- _SHORT PROBLEM_
Convert everything from the line containing "search: bright patch of sunlight" down to the end of the material into a numbered list, omitting any blank lines.

- _EXERCISE INPUTS_

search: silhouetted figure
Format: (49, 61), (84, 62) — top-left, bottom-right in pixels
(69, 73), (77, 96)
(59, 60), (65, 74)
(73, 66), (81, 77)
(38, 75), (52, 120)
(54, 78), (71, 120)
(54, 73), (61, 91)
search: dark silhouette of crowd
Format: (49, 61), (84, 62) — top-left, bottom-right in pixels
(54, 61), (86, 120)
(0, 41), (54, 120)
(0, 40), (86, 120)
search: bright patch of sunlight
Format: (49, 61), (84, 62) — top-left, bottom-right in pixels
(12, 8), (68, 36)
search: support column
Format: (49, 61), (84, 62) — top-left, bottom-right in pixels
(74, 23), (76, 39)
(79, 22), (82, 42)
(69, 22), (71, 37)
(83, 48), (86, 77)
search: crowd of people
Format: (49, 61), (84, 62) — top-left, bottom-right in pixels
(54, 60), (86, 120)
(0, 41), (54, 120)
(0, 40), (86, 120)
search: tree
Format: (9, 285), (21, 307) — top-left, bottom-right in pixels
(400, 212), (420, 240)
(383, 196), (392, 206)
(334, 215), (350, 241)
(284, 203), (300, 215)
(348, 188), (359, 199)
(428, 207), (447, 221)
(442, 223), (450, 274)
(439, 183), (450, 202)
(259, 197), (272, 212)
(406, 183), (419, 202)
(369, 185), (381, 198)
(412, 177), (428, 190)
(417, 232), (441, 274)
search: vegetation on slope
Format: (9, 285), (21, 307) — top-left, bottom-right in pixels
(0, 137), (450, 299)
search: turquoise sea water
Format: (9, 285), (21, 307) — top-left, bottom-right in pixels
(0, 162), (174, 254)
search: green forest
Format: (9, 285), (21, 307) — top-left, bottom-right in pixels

- _FINISHED EXERCISE_
1. search: bright patch of sunlight
2. Format: (49, 61), (84, 62) — top-left, bottom-right in pixels
3. (12, 8), (68, 36)
4. search: support column
5. Format: (49, 61), (84, 62) — top-left, bottom-right in pixels
6. (74, 23), (76, 39)
7. (79, 22), (82, 42)
8. (69, 22), (71, 37)
9. (83, 48), (86, 77)
10. search: crowd of people
11. Format: (49, 61), (84, 62) — top-left, bottom-right in pixels
12. (54, 60), (86, 120)
13. (0, 41), (54, 120)
14. (0, 40), (86, 120)
15. search: tree
16. Format: (9, 285), (21, 307) — top-left, bottom-right in pixels
17. (400, 212), (420, 240)
18. (383, 196), (392, 206)
19. (334, 215), (350, 241)
20. (284, 203), (300, 215)
21. (348, 188), (359, 199)
22. (428, 207), (447, 221)
23. (442, 223), (450, 274)
24. (439, 183), (450, 202)
25. (259, 197), (272, 212)
26. (406, 183), (419, 202)
27. (369, 185), (381, 198)
28. (412, 177), (428, 190)
29. (417, 232), (441, 274)
30. search: vegetation on slope
31. Format: (9, 285), (21, 307) — top-left, bottom-right in pixels
32. (0, 137), (450, 299)
33. search: turquoise sea water
34. Format: (9, 285), (21, 307) — top-left, bottom-right in pixels
35. (0, 162), (174, 254)
36. search: green forest
37. Format: (9, 285), (21, 307) — top-left, bottom-right in pixels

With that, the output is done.